# Brano scelto
• • • • •
Naturalmente qui e là ci sono state alcune spigolosità e intense divisioni all’alba dell’era post-coloniale, ma sorprendentemente pochi di un carattere tale da produrre nuove delimitazioni del dominio territoriale. La Malesia si è divisa in Malesia e Singapore e, più considerevolmente, il Pakistan si è separato dall’India e poi il Bangladesh si è separato dal Pakistan in una lotta sanguinaria. Tuttavia in tutti questi casi il risultato della frammentazione politica è stato la creazione di uno stato sovrano territoriale coerente aggiuntivo che aveva un qualche genere di logica culturale, religiosa o storica. Restano diversi movimenti di liberazione nazionale repressi, più rimarchevolmente Palestina, Sahara Occidentale, Kashmir, Tibet, Cecenia, Kurdistan, cioè movimenti nazionali per creare stati indipendenti che sono rimasti sotto prolungata occupazione. E’ appropriato considerare questi popoli come residenti in “nazioni asservite”, trattenuti da strutture oppressive imposte dallo stato dominante. E’ presente un certo grado di ambiguità poiché il diritto all’autodeterminazione non può essere supposto validamente esercitato in qualsiasi modo che sfoci nella frammentazione di uno stato sovrano esistente. Per chiarimenti si veda la Risoluzione 2625 dell’Assemblea Generale dell’ONU sui Principi di Coesistenza Pacifica della Legge Internazionale, con particolare attenzione al commento inserito riguardo al principio dell’autodeterminazione. In pratica, tuttavia, quando la frammentazione è il risultato di movimenti di secessione vincenti, le nuove entità politiche sono accettate come ‘stati’ ai fini dell’appartenenza alla società internazionale. La dissoluzione della Jugoslavia nelle sue parti componenti illustra la subordinazione del principio legale dell’unità dello stato alle realtà politiche della frammentazione.
• • • • •
# Estratti dei dati

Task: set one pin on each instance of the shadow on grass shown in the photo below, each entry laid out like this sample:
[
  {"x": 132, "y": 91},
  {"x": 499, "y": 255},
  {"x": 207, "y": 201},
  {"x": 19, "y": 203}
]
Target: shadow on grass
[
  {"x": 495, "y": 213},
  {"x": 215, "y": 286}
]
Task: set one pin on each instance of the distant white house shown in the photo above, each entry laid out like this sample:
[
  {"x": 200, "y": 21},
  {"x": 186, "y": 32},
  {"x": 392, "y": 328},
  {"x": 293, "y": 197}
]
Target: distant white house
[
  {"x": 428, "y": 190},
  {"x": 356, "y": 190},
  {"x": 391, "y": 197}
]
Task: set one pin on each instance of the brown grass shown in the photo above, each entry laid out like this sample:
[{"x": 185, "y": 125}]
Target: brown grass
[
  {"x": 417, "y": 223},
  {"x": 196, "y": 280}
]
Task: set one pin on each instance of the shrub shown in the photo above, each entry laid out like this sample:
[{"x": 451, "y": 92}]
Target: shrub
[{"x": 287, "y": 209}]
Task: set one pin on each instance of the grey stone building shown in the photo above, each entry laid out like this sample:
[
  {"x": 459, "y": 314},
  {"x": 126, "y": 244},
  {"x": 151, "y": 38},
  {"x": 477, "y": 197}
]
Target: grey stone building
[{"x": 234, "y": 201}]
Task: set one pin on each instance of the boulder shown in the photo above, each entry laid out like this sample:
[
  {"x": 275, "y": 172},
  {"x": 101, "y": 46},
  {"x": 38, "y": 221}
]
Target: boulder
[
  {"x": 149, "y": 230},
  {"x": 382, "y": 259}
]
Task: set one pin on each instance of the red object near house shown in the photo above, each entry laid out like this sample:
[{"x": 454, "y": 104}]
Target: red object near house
• • • • •
# Compiti da svolgere
a) Puoi ripetere senza modifiche, tra le righe di dati, il tratto che va dalla riga contenente "Task: set one pin on each instance of the distant" fino a quella contenente "Target: distant white house", entrambe comprese?
b) Prosegui il brano sull'autodeterminazione e la frammentazione degli stati a partire dalla sua ultima frase.

# Risposte
a)
Task: set one pin on each instance of the distant white house shown in the photo above, each entry laid out like this sample:
[
  {"x": 200, "y": 21},
  {"x": 186, "y": 32},
  {"x": 392, "y": 328},
  {"x": 293, "y": 197}
]
Target: distant white house

b)
Non è parso esserci altro concetto di comunità politica sovrana che abbia contrastato l’idea europea dello stato così come si è evoluta dalla Pace di Westfalia (1648). Di nuovo, ci sono alcune eccezioni ininfluenti. Il Vaticano, pur essendo una comunità essenzialmente religiosa, è riconosciuto a certi fini come stato, anche se gli è negata la piena appartenenza all’ONU. Più di recente, come risultato di decenni di frustrazione, la Palestina è riuscita a essere accettata dall’Assemblea Generale dell’ONU come stato osservatore non membro, ma senza alcun diritto di voto o di partecipazione come membro ai dibattiti dell’Assemblea Generale o del Consiglio di Sicurezza. La Palestina, come una specie di “stato fantasma”, è accettata come membro dall’UNESCO, come parte statale presso la Corte Penale Internazionale, e le è persino consentito di far sventolare la propria bandiera nazionale all’esterno della direzione generale dell’ONU.

Forse la sfida formale più fondamentale a un ordine mondiale puramente statale è sorta con l’emergere dell’Unione Europea. La UE rappresenta in effetti gli interessi dei suoi 25 stati membri a molti fini, tra cui presso alcune conferenze internazionali. E tuttavia alla UE non è stata concessa appartenenza o un voto indipendente all’ONU, né ci sono state obiezioni all’appartenenza permanente sia del Regno Unito sia della Francia al Consiglio di Sicurezza dell’ONU. Nonostante recenti tensioni associate alla politica di bilancio, all’antiterrorismo e reazioni statali ai flussi di profughi, la UE conserva la possibilità di evolvere a un certo punto in un qualche nuovo genere di sistema di governo post-Westfalia che rappresenta i propri membri in una varietà di sedi globali e in tal modo contrasta i principi fondativi dell’ordine mondiale stato-centrico. Giusto ora la Commissione Europea ha promulgato nuove norme che irrigidiscono il controllo ai confini europei in un modo che dà precedenza al controllo confinario nazionale rispetto alle tradizioni della Pace di Westfalia.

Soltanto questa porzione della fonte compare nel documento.